(Collection entries)

---+---

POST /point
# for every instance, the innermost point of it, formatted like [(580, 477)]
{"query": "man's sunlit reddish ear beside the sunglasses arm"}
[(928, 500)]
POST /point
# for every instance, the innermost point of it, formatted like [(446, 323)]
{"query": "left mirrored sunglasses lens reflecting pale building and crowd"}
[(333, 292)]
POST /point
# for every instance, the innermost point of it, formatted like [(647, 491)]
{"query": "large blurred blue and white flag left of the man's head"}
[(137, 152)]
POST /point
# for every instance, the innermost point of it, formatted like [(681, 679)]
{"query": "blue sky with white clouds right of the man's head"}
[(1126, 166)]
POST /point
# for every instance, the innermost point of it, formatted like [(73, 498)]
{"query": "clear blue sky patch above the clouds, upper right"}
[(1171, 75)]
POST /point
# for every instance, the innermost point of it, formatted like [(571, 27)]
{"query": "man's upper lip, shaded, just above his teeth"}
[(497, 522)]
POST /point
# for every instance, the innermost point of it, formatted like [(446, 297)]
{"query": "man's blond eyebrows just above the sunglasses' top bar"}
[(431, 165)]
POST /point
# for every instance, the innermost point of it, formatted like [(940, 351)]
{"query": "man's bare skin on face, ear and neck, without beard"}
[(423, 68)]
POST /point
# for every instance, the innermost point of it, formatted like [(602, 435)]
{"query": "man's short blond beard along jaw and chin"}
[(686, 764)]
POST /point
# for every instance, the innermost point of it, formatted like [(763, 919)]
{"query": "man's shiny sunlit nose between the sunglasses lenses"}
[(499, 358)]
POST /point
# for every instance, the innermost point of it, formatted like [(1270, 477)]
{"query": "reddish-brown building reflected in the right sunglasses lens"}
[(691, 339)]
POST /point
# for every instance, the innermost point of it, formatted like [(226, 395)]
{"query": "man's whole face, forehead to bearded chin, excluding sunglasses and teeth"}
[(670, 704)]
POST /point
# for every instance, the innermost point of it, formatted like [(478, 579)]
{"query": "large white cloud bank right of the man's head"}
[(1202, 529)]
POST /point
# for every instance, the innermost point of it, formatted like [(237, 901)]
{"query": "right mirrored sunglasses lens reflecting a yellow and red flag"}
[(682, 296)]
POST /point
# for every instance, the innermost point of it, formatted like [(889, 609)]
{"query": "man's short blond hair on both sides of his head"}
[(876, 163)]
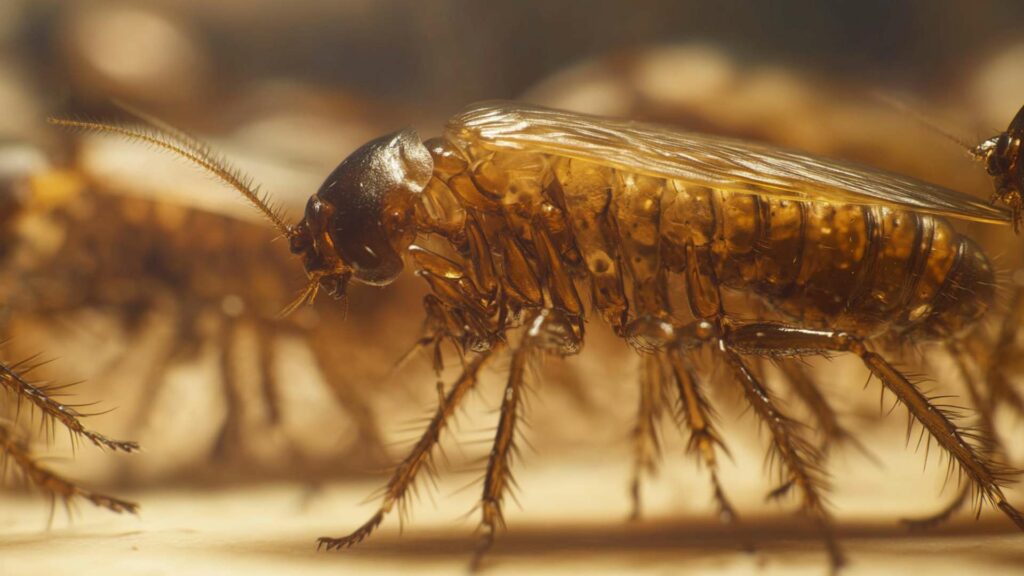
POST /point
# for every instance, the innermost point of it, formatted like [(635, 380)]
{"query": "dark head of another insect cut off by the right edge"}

---+---

• WHAT YOU ARE ASKED TO DO: The entries above need to be transcribed exactly, with the images left out.

• TASK SOLUTION:
POST /point
# for every instance, the innermost point of it, formatted like [(580, 477)]
{"query": "man's sunlit reddish ear beside the sunglasses arm"}
[(928, 500)]
POST /point
# for every instance, the innermost point of it, formatted like [(446, 323)]
{"query": "left mirrored sunglasses lens reflecting pale building and crowd"}
[(333, 292)]
POST /point
# for every instance, the innermost point of it, formatted like [(647, 491)]
{"query": "large blurred blue and white flag left of the man's head"}
[(137, 152)]
POST /point
# for every instance, the innermost point of it, formatted like [(681, 679)]
{"query": "blue sky with white clouds right of the man's head"}
[(1126, 166)]
POST /point
# for every instance, the innermost point of it, formatted like [(73, 498)]
{"query": "clear blue sky patch above the clouds, upper right"}
[(1171, 75)]
POST /point
# for every instance, the innermost point of it, formatted like [(571, 27)]
{"query": "man's upper lip, shaded, just above his teeth"}
[(497, 522)]
POST /point
# for every instance, the innermost point of it, formatted like [(446, 297)]
{"query": "man's blond eyebrows just above the sunglasses' top bar"}
[(431, 165)]
POST /point
# for every instance, the innermost point of it, formatted like [(940, 351)]
{"query": "man's bare skin on face, ear and neck, without beard"}
[(423, 68)]
POST /point
# for every instance, the innermost point of it, formatted like [(602, 435)]
{"query": "man's short blond beard along jaw and chin"}
[(686, 764)]
POST /point
# for every instance, the innermost point of it, formatted like [(763, 919)]
{"query": "man's shiny sunlit nose between the sunglasses lenses"}
[(499, 358)]
POST /point
# for every instance, the innermost point of it, formatted like [(1270, 477)]
{"query": "reddish-brown building reflected in the right sunglasses lens"}
[(691, 339)]
POST /point
# for every instance, the innermost point of it, formatted like [(226, 395)]
{"query": "man's whole face, forehead to bearded chin, excluding sunglasses and teeth"}
[(670, 704)]
POST /point
# for every instance, the innermost point of it, formatted like [(478, 579)]
{"query": "large white cloud bank right of the man's head"}
[(1202, 529)]
POST /point
# for every instance, the innermost point of it, formatted like [(237, 901)]
{"query": "right mirrored sunglasses lens reflecting a yellow and red flag"}
[(682, 296)]
POST /point
# for every instance, the innermost point of it, formatted like [(889, 609)]
{"query": "man's short blond hair on both sides of his head"}
[(876, 163)]
POST /point
# for every instance, the innermost point of it, formatted like [(635, 380)]
{"query": "dark head of another insect cut off by the right edge"}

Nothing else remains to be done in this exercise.